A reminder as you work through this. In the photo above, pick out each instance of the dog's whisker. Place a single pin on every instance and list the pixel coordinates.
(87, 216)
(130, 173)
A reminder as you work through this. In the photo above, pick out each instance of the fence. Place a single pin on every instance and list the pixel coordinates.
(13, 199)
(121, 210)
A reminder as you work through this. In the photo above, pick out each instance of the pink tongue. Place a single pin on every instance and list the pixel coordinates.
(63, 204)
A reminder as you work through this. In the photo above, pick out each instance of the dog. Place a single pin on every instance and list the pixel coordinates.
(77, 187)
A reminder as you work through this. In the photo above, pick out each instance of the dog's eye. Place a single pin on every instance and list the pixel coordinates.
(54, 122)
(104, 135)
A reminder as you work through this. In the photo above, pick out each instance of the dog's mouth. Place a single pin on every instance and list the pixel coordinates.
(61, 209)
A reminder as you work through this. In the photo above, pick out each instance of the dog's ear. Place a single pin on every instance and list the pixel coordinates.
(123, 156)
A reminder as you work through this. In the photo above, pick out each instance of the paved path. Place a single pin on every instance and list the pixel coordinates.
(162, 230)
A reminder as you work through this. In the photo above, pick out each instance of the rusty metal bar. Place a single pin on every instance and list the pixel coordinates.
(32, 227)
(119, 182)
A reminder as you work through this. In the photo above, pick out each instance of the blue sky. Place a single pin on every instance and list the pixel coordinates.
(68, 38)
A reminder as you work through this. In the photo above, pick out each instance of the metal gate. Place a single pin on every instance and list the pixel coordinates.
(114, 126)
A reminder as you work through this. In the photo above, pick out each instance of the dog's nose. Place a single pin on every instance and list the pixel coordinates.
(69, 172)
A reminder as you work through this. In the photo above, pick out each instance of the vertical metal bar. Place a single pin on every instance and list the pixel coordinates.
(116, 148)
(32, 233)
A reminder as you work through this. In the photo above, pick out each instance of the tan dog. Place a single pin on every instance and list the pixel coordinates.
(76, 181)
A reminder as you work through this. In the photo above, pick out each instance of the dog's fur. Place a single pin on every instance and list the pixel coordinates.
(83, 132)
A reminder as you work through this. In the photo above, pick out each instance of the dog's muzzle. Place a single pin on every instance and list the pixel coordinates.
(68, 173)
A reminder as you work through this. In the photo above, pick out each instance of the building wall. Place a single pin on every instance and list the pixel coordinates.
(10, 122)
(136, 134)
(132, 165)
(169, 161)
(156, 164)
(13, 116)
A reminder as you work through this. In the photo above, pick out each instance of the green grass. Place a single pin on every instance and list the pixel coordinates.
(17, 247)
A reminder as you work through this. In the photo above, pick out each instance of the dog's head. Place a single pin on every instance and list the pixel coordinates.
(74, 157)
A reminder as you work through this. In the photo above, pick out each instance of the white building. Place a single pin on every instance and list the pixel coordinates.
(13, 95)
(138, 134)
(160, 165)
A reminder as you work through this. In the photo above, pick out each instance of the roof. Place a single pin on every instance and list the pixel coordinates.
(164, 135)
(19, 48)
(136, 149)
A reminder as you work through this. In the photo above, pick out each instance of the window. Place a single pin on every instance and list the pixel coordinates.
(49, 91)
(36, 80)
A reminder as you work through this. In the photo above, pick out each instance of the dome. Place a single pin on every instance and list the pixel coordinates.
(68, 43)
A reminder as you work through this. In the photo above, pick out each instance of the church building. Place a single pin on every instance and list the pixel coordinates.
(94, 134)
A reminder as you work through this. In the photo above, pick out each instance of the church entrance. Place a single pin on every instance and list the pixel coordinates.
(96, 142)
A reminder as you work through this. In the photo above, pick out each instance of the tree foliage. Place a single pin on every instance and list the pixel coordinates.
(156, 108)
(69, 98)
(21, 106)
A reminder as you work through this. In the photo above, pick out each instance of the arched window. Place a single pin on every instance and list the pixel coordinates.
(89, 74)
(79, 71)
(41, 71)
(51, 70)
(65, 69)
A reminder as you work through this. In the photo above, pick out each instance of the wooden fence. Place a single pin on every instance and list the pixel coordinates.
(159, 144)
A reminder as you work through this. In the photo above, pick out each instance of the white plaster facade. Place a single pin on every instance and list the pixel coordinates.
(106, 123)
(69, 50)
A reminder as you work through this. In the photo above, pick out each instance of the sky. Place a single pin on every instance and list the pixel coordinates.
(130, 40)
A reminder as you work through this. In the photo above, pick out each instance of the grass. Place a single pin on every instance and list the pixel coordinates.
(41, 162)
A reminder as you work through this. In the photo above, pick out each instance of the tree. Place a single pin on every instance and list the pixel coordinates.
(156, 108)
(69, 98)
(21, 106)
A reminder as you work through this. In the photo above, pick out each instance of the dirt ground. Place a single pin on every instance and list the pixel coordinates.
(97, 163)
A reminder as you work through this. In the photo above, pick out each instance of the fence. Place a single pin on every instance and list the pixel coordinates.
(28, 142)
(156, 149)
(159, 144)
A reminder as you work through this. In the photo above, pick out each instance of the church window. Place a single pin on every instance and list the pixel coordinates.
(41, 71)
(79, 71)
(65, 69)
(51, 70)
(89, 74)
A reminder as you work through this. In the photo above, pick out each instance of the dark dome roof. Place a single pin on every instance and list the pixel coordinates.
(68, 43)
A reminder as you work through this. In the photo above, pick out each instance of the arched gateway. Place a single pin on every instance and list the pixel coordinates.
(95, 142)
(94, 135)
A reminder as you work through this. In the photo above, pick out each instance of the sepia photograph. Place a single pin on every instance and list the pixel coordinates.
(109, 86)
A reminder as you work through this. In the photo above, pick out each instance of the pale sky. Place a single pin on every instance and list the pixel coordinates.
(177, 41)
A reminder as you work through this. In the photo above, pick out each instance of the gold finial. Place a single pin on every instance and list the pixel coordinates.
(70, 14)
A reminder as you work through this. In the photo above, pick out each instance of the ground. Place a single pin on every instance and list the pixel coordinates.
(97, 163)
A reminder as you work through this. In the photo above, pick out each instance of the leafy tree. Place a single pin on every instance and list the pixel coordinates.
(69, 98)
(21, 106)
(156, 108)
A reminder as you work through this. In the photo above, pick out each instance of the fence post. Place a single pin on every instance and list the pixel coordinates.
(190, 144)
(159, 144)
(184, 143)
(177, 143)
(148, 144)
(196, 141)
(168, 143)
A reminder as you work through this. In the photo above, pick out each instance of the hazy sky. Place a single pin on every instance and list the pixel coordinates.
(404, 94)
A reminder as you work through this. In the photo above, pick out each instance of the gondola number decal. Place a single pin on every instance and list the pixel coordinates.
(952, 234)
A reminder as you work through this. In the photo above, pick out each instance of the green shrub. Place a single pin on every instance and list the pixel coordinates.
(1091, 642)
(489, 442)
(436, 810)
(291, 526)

- - - - - - -

- [Task]:
Word for word, copy all of the listing above.

- [Exercise output]:
A reminder as you work through this. In the photo above, pick out each instance of the dog's whisker. Place a single pin on every instance and list the pixel coordinates.
(87, 216)
(130, 173)
A reminder as you work through this. In the photo above, pick out each instance of the fence. Place a single pin on every instance and list the pixel coordinates.
(13, 199)
(121, 210)
A reminder as you work through this. In the photo above, pick out each instance of the pink tongue. Place a single pin on every instance and list the pixel coordinates.
(63, 204)
A reminder as you work through this. In the photo above, pick out each instance of the dog. Place a single pin on every instance and list the pixel coordinates.
(77, 187)
A reminder as you work through this. In the photo above, pick out each instance of the dog's eye. Place a single pin on every instance and list the pixel coordinates.
(54, 122)
(104, 135)
A reminder as you work through this. In the photo above, pick out each instance of the dog's mouth. Place a single pin on every instance and list the pixel coordinates.
(61, 209)
A reminder as you work through this. In the photo above, pick out each instance of the dog's ear. Place a single pin on every instance and list the pixel coordinates.
(123, 156)
A reminder as you work through this. In the photo above, pick out each instance of the paved path. Place a single pin on every instance and list the pixel coordinates.
(162, 230)
A reminder as you work through this. In the photo above, pick out each instance of the rusty metal bar. Place a single pin on every instance and list the pixel coordinates.
(32, 227)
(119, 182)
A reminder as you work through this. In the photo above, pick out each instance of the blue sky. Place a single pin on every instance and list the pixel coordinates.
(68, 38)
A reminder as you work through this. In the photo above, pick out each instance of the metal gate. Place a single pin on every instance and list the pixel coordinates.
(114, 126)
A reminder as you work through this. In the photo above, pick out each instance of the dog's nose. Place a single pin on every instance and list the pixel coordinates.
(69, 172)
A reminder as you work through this. In the photo above, pick out each instance of the vertical metal bar. Place a single pin on every instance and list the pixel coordinates.
(116, 148)
(32, 233)
A reminder as you work through this. In the photo above, pick out each instance of the tan dog. Place a single pin on every instance and list the pixel coordinates.
(76, 181)
A reminder as you work through this. In the photo above, pick out each instance of the dog's fur. Place a single pin on every instance and list the pixel coordinates.
(83, 132)
A reminder as you work through this. In the photo above, pick out each instance of the dog's muzzle. Place a single pin on every instance and list the pixel coordinates.
(68, 173)
A reminder as you work through this. In the photo above, pick out each instance of the building wall. Place a single pin on every instance and list the pixel coordinates.
(10, 122)
(136, 134)
(132, 165)
(169, 161)
(156, 164)
(13, 116)
A reminder as you work through this. In the photo above, pick out each instance of the green grass. Place a single pin on every instance and list the pixel coordinates.
(17, 247)
A reminder as you work through this. In the photo above, pick out each instance of the dog's head. Place a single pin on every instance and list the pixel coordinates.
(74, 157)
A reminder as you work through this. In the photo above, pick out each instance of the white building. Place a single pin on every instance and list the pixel coordinates.
(13, 95)
(138, 134)
(160, 165)
A reminder as you work through this. In the photo above, pick out each instance of the roof. Place a single pin on every instance and list the pixel coordinates.
(164, 135)
(19, 48)
(136, 149)
A reminder as you work through this. In the photo above, pick out each instance of the window. Place a single pin on every instance and list the pixel coordinates.
(49, 91)
(36, 80)
A reminder as you work through this. In the photo above, pick out each instance of the dome. Place a single pin on every instance and list the pixel coordinates.
(68, 43)
A reminder as you work through this. In the photo above, pick out each instance of the church building. Place a single pin on every instance and list the pixel coordinates.
(94, 134)
A reminder as you work through this. In the photo above, pick out each instance of the church entrance. Place a single pin on every instance and list the pixel coordinates.
(96, 142)
A reminder as you work through this. In the photo above, pick out each instance of the tree foliage. Place a single pin on every instance and list the pixel coordinates.
(156, 108)
(69, 98)
(21, 106)
A reminder as you work through this. In the photo above, pick out each instance of the arched window. Place a single pin on every instance and list the pixel coordinates.
(89, 74)
(79, 71)
(41, 71)
(51, 70)
(65, 69)
A reminder as you work through this. In the photo above, pick out each instance of the wooden fence. Place a single pin on every instance and list the pixel coordinates.
(159, 144)
A reminder as you work through this. In the photo above, pick out each instance of the white plaster facade. Place a single pin on every instance and list the pixel coordinates.
(106, 123)
(69, 50)
A reminder as you work through this. In the photo above, pick out each instance of the sky. Place a single pin on every instance and list the pixel coordinates.
(130, 40)
A reminder as you work through this. In the photo above, pick out each instance of the grass. Place a single pin on every instance and list the pixel coordinates.
(41, 162)
A reminder as you work through this. In the photo above, pick out each instance of the tree. Place a single pin on every instance and list the pixel coordinates.
(156, 108)
(69, 98)
(21, 106)
A reminder as you work through this. In the photo above, pick out each instance of the dirt ground. Place a single pin on every instance and list the pixel coordinates.
(97, 163)
A reminder as you work through this. In the photo above, pick out each instance of the fence. Place a single pin on every instance and list the pixel coordinates.
(28, 142)
(156, 149)
(159, 144)
A reminder as you work through this. In the photo above, pick out each instance of the church window. Place a single pin on every instance and list the pixel coordinates.
(41, 71)
(79, 71)
(65, 69)
(51, 70)
(89, 74)
A reminder as you work through this. In the photo above, pick out each instance of the dark dome roof. Place a single pin on every instance and list the pixel coordinates.
(68, 43)
A reminder as you work through this. In the photo above, pick out each instance of the arched gateway. Place a single pin on every instance and list the pixel coordinates.
(95, 142)
(94, 135)
A reminder as you work through this. In the photo above, pick out each instance of the sepia photograph. Place a single pin on every instance and list the pixel coordinates.
(109, 86)
A reminder as you work through this. In the photo above, pick out each instance of the pale sky. Place a single pin on every instance and list the pixel coordinates.
(177, 41)
A reminder as you work through this. In the photo above, pick out each instance of the gold finial. Place a single pin on every instance and list the pixel coordinates.
(70, 14)
A reminder as you work through this. In the photo above, pick out each instance of the ground. Place a single pin on every instance and list the pixel coordinates.
(97, 163)
A reminder as you work through this. In the photo above, pick out each instance of the leafy tree. Place a single pin on every instance and list the pixel coordinates.
(69, 98)
(21, 106)
(156, 108)
A reminder as you work through this. In the photo above, pick out each instance of the fence post. Place a single pin on every instance and list the pixel coordinates.
(190, 144)
(159, 144)
(184, 143)
(177, 143)
(148, 144)
(196, 141)
(168, 143)
A reminder as you work through this. In the photo above, pick out each instance of the hazy sky. Place a single pin on every instance and list the pixel coordinates.
(404, 94)
A reminder as you work through this. In the photo above, pick out each instance of the gondola number decal. Place a single pin on every instance and list the pixel coordinates.
(952, 234)
A reminder as you work through this. In the photo above, pick out each instance of the green shrub. Place a single pin on every instance and list the pixel coordinates.
(1091, 642)
(489, 442)
(436, 810)
(291, 526)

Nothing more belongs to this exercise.